((

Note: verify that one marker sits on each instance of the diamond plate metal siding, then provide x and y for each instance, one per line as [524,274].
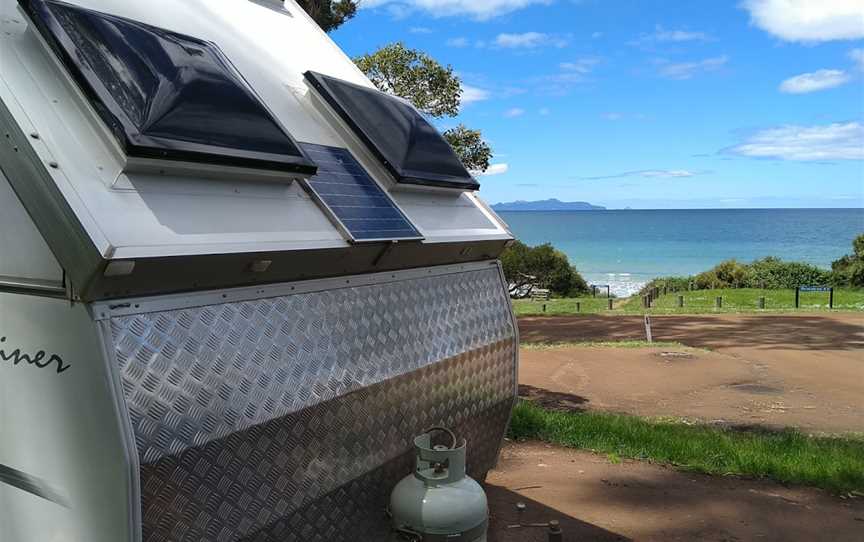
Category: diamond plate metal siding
[266,419]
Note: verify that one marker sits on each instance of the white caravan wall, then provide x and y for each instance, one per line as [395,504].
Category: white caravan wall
[23,252]
[60,430]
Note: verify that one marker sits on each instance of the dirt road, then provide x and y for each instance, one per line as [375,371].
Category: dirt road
[597,500]
[777,371]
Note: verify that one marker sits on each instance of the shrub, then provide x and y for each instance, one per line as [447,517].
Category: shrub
[773,273]
[551,268]
[849,270]
[728,274]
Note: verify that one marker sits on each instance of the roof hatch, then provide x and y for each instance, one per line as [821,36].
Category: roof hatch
[400,137]
[164,95]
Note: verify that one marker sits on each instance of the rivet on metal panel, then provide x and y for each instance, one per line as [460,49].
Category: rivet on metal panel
[119,268]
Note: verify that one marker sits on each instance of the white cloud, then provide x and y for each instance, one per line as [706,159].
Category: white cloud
[686,70]
[857,56]
[808,20]
[478,9]
[494,169]
[661,35]
[581,65]
[473,94]
[838,141]
[814,81]
[652,174]
[529,40]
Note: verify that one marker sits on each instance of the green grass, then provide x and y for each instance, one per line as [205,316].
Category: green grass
[747,300]
[699,302]
[835,464]
[557,307]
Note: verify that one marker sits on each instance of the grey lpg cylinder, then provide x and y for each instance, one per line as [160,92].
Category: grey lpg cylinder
[439,502]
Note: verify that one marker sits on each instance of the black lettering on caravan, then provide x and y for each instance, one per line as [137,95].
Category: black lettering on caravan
[38,359]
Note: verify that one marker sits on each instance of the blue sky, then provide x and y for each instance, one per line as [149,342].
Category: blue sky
[650,104]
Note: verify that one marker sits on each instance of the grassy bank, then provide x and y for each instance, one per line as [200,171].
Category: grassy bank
[699,302]
[835,464]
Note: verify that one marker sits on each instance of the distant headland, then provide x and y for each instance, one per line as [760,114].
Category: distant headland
[547,205]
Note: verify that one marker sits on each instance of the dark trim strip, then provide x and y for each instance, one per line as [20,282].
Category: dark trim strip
[32,484]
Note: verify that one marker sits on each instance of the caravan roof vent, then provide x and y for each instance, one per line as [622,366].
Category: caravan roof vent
[166,95]
[397,134]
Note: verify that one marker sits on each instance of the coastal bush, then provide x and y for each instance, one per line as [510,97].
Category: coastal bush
[549,268]
[773,273]
[849,270]
[768,273]
[728,274]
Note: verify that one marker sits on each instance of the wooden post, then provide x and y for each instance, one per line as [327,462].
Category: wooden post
[648,336]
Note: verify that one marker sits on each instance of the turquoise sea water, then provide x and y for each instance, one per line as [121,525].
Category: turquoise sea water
[628,248]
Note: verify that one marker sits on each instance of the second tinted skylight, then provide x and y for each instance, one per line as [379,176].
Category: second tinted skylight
[165,95]
[405,142]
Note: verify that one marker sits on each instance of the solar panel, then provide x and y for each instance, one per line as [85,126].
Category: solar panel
[354,201]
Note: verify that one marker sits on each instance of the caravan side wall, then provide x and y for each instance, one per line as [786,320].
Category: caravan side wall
[287,412]
[63,469]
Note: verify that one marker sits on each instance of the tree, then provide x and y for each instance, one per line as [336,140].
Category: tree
[329,14]
[849,270]
[542,266]
[433,89]
[470,147]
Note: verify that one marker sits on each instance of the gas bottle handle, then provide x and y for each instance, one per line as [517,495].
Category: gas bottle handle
[440,429]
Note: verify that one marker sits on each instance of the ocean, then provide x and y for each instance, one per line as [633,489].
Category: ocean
[626,249]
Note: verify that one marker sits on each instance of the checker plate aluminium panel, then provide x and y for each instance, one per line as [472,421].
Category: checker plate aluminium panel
[291,418]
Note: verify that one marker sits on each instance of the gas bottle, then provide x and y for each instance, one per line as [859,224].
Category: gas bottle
[438,502]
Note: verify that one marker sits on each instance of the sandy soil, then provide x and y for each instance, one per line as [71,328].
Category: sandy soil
[773,370]
[594,499]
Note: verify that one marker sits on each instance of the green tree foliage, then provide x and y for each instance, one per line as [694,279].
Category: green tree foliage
[470,147]
[849,270]
[769,273]
[434,89]
[774,273]
[543,266]
[330,14]
[728,274]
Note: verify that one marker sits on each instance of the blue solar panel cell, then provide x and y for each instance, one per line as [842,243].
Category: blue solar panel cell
[353,199]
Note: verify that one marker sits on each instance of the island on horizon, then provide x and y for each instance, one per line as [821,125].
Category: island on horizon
[547,205]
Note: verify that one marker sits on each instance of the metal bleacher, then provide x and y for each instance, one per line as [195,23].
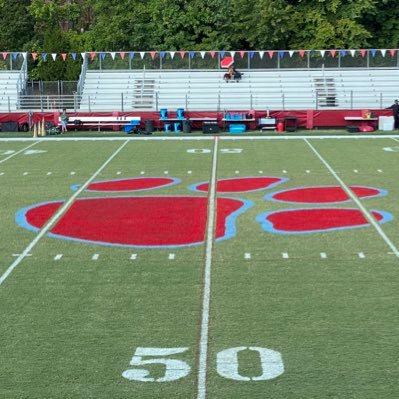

))

TO BE DONE:
Format all of the lines above as a Markdown table with the columns "Row" and "Line", giving each line a row number and skipping any blank lines. Leave the pictures out of the table.

SOLUTION FOR THIS EXERCISE:
| Row | Line |
|---|---|
| 1 | Note: verify that one marker sits on each instance of the diamond plate metal siding, then provide x and y for each instance, one per line as [524,274]. |
| 2 | Category: diamond plate metal siding |
| 3 | [266,419] |
| 4 | Note: verify that one marker sits on each instance of the white caravan wall, then provide x and y for each instance, one per line as [395,504]. |
| 5 | Category: white caravan wall |
| 6 | [23,252] |
| 7 | [60,430] |
| 8 | Note: verify that one marker sits on each instance of the dirt road, then provide x and y for each instance, one per line as [375,371]. |
| 9 | Category: dirt road |
| 10 | [597,500] |
| 11 | [777,371] |
| 12 | Note: verify that one marker sits on each instance of the shrub, then provide x and y for each instance, one per line as [447,517]. |
| 13 | Category: shrub |
| 14 | [773,273] |
| 15 | [551,268] |
| 16 | [849,270] |
| 17 | [728,274] |
| 18 | Note: verify that one marker sits on each instance of the roof hatch, then provide x and y for each instance, one per line as [821,36]. |
| 19 | Category: roof hatch |
| 20 | [400,137] |
| 21 | [164,95] |
| 22 | Note: verify that one marker sits on each instance of the rivet on metal panel, then provide x and y for each instance, one per line as [460,49]. |
| 23 | Category: rivet on metal panel |
| 24 | [119,268] |
| 25 | Note: verify that one marker sits on each instance of the white cloud, then provide x and y for each instance, one per line as [706,159]. |
| 26 | Category: white cloud |
| 27 | [686,70] |
| 28 | [857,56] |
| 29 | [808,20] |
| 30 | [478,9] |
| 31 | [494,169] |
| 32 | [661,35] |
| 33 | [581,65] |
| 34 | [473,94] |
| 35 | [838,141] |
| 36 | [814,81] |
| 37 | [652,174] |
| 38 | [529,40] |
| 39 | Note: verify that one marker sits on each instance of the green grass, then provide x and y for each instance, one per line as [205,316]. |
| 40 | Category: green grass |
| 41 | [747,300] |
| 42 | [699,302] |
| 43 | [835,464] |
| 44 | [557,307] |
| 45 | Note: verify that one marker sits on each instance of the grey lpg cylinder, then provide x and y for each instance, one per line as [160,92]. |
| 46 | Category: grey lpg cylinder |
| 47 | [439,502] |
| 48 | Note: verify that one marker sits on each instance of the black lettering on caravan, then provide x and y for each instance, one per line as [137,95]. |
| 49 | Category: black lettering on caravan |
| 50 | [38,359] |
| 51 | Note: verify that one marker sits on each instance of the blue sky, then provide x and y for each instance, one per line as [149,342]. |
| 52 | Category: blue sky |
| 53 | [650,104] |
| 54 | Note: verify that one marker sits on each instance of the grassy bank, then provide x and y for each instance, one per line as [200,171]. |
| 55 | Category: grassy bank |
| 56 | [699,302] |
| 57 | [835,464] |
| 58 | Note: verify that one marker sits on each instance of the distant headland, then provide x and y for each instance, one per line as [760,114]. |
| 59 | Category: distant headland |
| 60 | [547,205] |
| 61 | Note: verify that one marker sits on each instance of the dark trim strip, then provide x and y for each instance, one per line as [20,282]. |
| 62 | Category: dark trim strip |
| 63 | [32,484] |
| 64 | Note: verify that one marker sits on each instance of the caravan roof vent, then provide x and y for each instance, one per line as [622,366]. |
| 65 | Category: caravan roof vent |
| 66 | [166,95] |
| 67 | [397,134] |
| 68 | Note: verify that one marker sits on each instance of the coastal bush, then provide x and y for each instance, one per line as [510,97]. |
| 69 | Category: coastal bush |
| 70 | [549,268] |
| 71 | [773,273] |
| 72 | [849,270] |
| 73 | [768,273] |
| 74 | [728,274] |
| 75 | Note: verify that one marker sits on each instance of the wooden post, then provide x and y for each instance, one per line as [327,462]. |
| 76 | Category: wooden post |
| 77 | [648,336] |
| 78 | Note: verify that one marker sits on each instance of the turquoise sea water, then provide x and y for each instance, one per line as [121,525]. |
| 79 | Category: turquoise sea water |
| 80 | [628,248] |
| 81 | Note: verify that one marker sits on each instance of the second tinted skylight, then provide x and y for each instance, one per line as [379,176]. |
| 82 | Category: second tinted skylight |
| 83 | [165,95] |
| 84 | [405,142] |
| 85 | Note: verify that one marker sits on each instance of the solar panel, then provide x and y for each instance, one per line as [85,126]. |
| 86 | Category: solar panel |
| 87 | [354,201] |
| 88 | Note: verify that one marker sits on each instance of the caravan side wall, then provide x and y for each instance, one per line as [786,320]. |
| 89 | Category: caravan side wall |
| 90 | [287,412] |
| 91 | [63,469] |
| 92 | Note: verify that one marker sits on each instance of the tree, then provide x and y for each instance, one per line as [336,140]. |
| 93 | Category: tree |
| 94 | [329,14] |
| 95 | [849,270] |
| 96 | [542,266] |
| 97 | [433,89] |
| 98 | [470,147] |
| 99 | Note: verify that one marker sits on each instance of the gas bottle handle, then provide x and y for each instance, one per line as [517,495]. |
| 100 | Category: gas bottle handle |
| 101 | [440,429] |
| 102 | Note: verify that one marker sits on each instance of the ocean, then provide x and y for each instance, one per line as [633,489]. |
| 103 | Category: ocean |
| 104 | [626,249] |
| 105 | Note: verify that one marker sits on each instance of the checker plate aluminium panel, then provide x and y for each instance, one per line as [472,421]. |
| 106 | Category: checker plate aluminium panel |
| 107 | [291,418] |
| 108 | Note: verify that one marker sits on each instance of the gas bottle, then provide x and y for each instance, one per line as [859,224]. |
| 109 | Category: gas bottle |
| 110 | [438,502] |
| 111 | Note: verify that one marker sits on each instance of the sandy soil, then provide x and y for each instance, one per line as [71,328]. |
| 112 | Category: sandy soil |
| 113 | [773,370] |
| 114 | [594,499] |
| 115 | Note: verify that one marker sits on each instance of the green tree foliage, then provide x and y for each instance, one per line as [694,279]. |
| 116 | Category: green tree foliage |
| 117 | [470,147] |
| 118 | [849,270] |
| 119 | [769,273] |
| 120 | [434,89] |
| 121 | [774,273] |
| 122 | [543,266] |
| 123 | [330,14] |
| 124 | [728,274] |
| 125 | Note: verify that one marker sits on each instance of the blue solar panel cell, then provide x and y for each instance, one per line as [842,243]. |
| 126 | Category: blue solar panel cell |
| 127 | [353,199] |
| 128 | Note: verify that one marker sits on each instance of the island on horizon, then provide x and y for each instance, one per line as [821,125]. |
| 129 | Category: island on horizon |
| 130 | [547,205] |
| 131 | Note: verify that one marker sits on each instance of the metal bleacher, then provide x and y for each instance, one per line as [195,23]. |